• [WORK TASK] From the line containing "Exercise. Identify every instance of the pile" through the last line, print the records exactly and nothing else.

(Referring expression data)
------------------------------------------------

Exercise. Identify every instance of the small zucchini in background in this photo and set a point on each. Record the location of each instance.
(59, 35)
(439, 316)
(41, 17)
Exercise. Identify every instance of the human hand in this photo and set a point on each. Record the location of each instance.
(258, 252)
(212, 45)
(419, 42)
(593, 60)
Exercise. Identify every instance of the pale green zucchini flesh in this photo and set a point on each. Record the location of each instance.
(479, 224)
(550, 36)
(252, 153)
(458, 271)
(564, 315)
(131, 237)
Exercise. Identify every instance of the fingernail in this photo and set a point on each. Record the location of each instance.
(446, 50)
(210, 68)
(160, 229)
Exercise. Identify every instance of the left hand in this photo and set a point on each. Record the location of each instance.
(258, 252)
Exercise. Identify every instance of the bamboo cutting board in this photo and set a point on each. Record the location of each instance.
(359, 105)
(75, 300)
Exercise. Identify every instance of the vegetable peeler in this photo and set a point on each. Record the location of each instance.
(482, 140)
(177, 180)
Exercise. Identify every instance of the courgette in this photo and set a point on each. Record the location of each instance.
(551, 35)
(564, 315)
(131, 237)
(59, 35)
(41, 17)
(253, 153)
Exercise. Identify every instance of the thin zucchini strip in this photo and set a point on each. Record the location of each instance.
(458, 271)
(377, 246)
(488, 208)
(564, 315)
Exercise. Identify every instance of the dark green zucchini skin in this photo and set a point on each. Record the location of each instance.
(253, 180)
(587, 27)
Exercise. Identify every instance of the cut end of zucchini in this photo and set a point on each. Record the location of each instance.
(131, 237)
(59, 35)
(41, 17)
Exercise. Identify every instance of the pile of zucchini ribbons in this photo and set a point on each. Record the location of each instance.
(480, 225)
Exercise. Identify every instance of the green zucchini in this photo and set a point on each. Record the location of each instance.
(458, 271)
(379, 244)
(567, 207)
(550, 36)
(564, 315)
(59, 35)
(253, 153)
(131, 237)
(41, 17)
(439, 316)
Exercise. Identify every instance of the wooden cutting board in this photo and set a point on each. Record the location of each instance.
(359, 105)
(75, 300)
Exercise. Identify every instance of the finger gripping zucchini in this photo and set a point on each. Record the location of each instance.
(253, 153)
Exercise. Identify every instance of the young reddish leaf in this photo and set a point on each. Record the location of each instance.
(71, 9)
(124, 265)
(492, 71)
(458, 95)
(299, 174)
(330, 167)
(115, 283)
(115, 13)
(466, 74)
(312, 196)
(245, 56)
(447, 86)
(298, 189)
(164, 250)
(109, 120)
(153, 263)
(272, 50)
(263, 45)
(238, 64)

------------------------------------------------

• [EXERCISE ANSWER]
Exercise. Identify every instance of the pile of zucchini ribbons in this photo and set a point on each. Record the location of each instance.
(480, 225)
Exercise. Identify every instance of the green zucchini in this photo and set a point on each. Record the location of each instance.
(458, 271)
(379, 244)
(567, 207)
(550, 36)
(564, 315)
(59, 35)
(253, 153)
(131, 237)
(41, 17)
(439, 316)
Exercise. Identify every instance of the wooden cutting board in this photo and set a point on each. Record the location of each instance.
(359, 105)
(75, 300)
Exercise. Identify every instance of the finger gripping zucchini in this photo and set a point on each. Record the location of each instance.
(253, 153)
Exercise. Identify every instance of the young reddish leaf in this photo and set a point on each. Record the location of each instance.
(71, 9)
(124, 265)
(492, 71)
(458, 95)
(299, 174)
(330, 167)
(115, 283)
(115, 13)
(466, 74)
(312, 196)
(245, 56)
(447, 86)
(298, 189)
(164, 250)
(109, 120)
(153, 263)
(272, 50)
(263, 45)
(238, 64)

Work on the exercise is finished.